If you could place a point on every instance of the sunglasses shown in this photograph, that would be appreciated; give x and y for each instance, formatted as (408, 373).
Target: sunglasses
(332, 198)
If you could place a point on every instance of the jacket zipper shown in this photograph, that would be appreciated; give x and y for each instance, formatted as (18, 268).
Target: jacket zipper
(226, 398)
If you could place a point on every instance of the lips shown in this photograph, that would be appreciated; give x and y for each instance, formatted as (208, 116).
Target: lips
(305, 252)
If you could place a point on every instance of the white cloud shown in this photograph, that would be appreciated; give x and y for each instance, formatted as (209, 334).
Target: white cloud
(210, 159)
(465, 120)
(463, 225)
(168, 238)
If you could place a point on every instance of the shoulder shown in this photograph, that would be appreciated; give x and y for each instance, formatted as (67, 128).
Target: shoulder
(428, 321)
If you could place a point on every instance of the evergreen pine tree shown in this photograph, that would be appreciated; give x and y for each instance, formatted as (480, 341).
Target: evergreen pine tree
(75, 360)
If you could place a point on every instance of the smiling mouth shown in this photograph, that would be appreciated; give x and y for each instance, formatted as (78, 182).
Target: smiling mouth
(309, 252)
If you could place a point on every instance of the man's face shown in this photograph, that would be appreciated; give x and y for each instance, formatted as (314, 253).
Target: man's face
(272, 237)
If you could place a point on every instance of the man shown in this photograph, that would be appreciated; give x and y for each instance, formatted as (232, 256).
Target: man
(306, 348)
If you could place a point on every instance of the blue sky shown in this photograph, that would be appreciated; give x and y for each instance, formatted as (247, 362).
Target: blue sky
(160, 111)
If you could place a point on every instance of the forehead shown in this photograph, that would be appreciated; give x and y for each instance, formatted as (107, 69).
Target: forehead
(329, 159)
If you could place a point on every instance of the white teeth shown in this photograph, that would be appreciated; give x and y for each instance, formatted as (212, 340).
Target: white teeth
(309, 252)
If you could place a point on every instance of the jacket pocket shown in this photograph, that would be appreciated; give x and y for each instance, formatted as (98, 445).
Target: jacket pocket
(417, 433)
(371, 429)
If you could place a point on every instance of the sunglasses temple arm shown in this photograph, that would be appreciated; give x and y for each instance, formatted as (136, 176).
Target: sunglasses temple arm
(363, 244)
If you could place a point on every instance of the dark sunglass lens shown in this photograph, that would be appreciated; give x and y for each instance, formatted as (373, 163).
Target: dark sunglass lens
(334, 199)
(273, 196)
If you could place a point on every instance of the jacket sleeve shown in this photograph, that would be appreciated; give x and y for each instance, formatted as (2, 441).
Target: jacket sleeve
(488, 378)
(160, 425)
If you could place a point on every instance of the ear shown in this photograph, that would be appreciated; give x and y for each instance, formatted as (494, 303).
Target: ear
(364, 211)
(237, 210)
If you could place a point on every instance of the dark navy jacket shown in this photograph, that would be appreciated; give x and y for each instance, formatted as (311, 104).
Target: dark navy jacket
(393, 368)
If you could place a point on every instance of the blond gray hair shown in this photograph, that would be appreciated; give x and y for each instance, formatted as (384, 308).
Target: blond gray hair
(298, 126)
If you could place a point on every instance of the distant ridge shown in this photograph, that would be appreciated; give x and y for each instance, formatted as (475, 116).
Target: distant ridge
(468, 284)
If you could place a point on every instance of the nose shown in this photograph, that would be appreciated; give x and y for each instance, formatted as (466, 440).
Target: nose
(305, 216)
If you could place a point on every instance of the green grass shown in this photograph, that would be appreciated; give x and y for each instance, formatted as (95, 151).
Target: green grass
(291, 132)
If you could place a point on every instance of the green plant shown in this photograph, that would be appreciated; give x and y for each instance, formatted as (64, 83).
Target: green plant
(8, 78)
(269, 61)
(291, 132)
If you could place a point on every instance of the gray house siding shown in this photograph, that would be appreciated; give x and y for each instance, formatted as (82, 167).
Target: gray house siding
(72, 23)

#####

§ WHAT YOU NEED TO DO
Would you return all of the data exactly as given?

§ TASK SOLUTION
If you could place a point on every instance of the sunglasses shown in this photograph, that would be appreciated; give x and y for each instance, formatted as (408, 373).
Target: sunglasses
(332, 198)
If you could place a point on every instance of the jacket zipper shown in this photograph, that would be appreciated; give x and y for each instance, formatted as (18, 268).
Target: jacket zipper
(226, 398)
If you could place a point on every instance of the lips shown in this photograph, that would be appreciated; give x and y for each instance, formatted as (208, 116).
Target: lips
(305, 252)
If you could place a point on every instance of the white cloud shown in this photograph, that would be appreciated; give x and y for each instance, formatted as (209, 334).
Target: white cloud
(210, 159)
(465, 120)
(463, 225)
(168, 238)
If you could place a point on every instance of the shoulder shown in this photograph, that would be appreciated; give x and y for each instance, formatted as (67, 128).
Target: shoulder
(428, 321)
If you could place a point on every instance of the evergreen pine tree shown in this photograph, that would be appreciated; give x and y for each instance, formatted as (480, 341).
Target: evergreen pine tree
(75, 360)
If you could place a point on every instance of the smiling mouth shown in this photograph, that would be appreciated; give x and y for each instance, formatted as (78, 182).
Target: smiling mouth
(309, 252)
If you could place a point on every instance of the man's face shown in this photograph, that would be appreciated; give x and y for each instance, formatted as (314, 253).
Target: man's face
(272, 237)
If you could place a point on every instance of the man shown in this photograph, that would be appreciated; give x and y for each instance, formatted as (232, 256).
Target: man
(306, 348)
If you could place a point on every instance of the blue sky shown in this photograph, that would be appreciated; give x and y for each instance, formatted as (247, 362).
Target: blue sky
(160, 111)
If you could place a point on every instance of the forehead shown in this photograph, that would be appreciated; give x and y for each instance, formatted as (107, 69).
Target: forehead
(329, 159)
If you could place a point on every instance of the white teeth shown in this photograph, that would be appreciated; give x and y for each instance, formatted as (212, 340).
Target: white teeth
(309, 252)
If you could place a point on every instance of the jacket pocket shown in this photograph, that would be appreciated; give x and y for each instance, formatted as (98, 445).
Target: jacket pocket
(417, 433)
(371, 429)
If you could place a point on every instance of the sunglasses temple arm shown in this photograph, that would be appreciated; give x and y for each instance, formatted as (136, 176).
Target: sunglasses temple arm
(363, 244)
If you could place a point on every instance of the dark sunglass lens shown in this photograph, that would be appreciated; give x and y for each instance, formatted as (373, 163).
Target: dark sunglass lens
(334, 199)
(273, 196)
If you could place a point on every instance of the jacket sleeve shown in this photograph, that would be appreciated; give x and y for each instance, formatted as (2, 441).
Target: jacket sleeve
(488, 378)
(160, 425)
If you could place a point on every instance of the ear shown in this photograph, that would be appreciated; give x and y for each instance, formatted as (494, 303).
Target: ear
(364, 211)
(237, 210)
If you could place a point on every instance of the dark navy jacket shown in this photograph, that would be appreciated; give x and y for each instance, formatted as (311, 104).
Target: dark navy jacket
(393, 368)
If you could place a point on every instance of the blond gray hair shown in this photograph, that would be appreciated; give x and y for each instance, formatted as (384, 308).
Target: blond gray hair
(298, 126)
If you could place a point on every instance of the distant ridge shown in this photograph, that would be appreciated; give x and y for each instance, formatted as (475, 116).
Target: distant ridge
(468, 284)
If you could place a point on every instance of the nose shown in this photograph, that would be appreciated; give x and y for each instance, formatted as (466, 440).
Target: nose
(305, 216)
If you could place a point on every instance of the green grass shown in this photograph, that would be appreciated; give x and y for each instance, formatted as (95, 151).
Target: green grass
(291, 132)
If you could place a point on every instance of the green plant shown in this photograph, that would be appreciated; give x and y for each instance, formatted as (64, 83).
Target: green plant
(8, 78)
(269, 61)
(291, 132)
If you could place a point on every instance of the gray house siding shown in this photograph, that would be appreciated; give x and y for each instance, formatted as (82, 167).
Target: gray house siding
(72, 23)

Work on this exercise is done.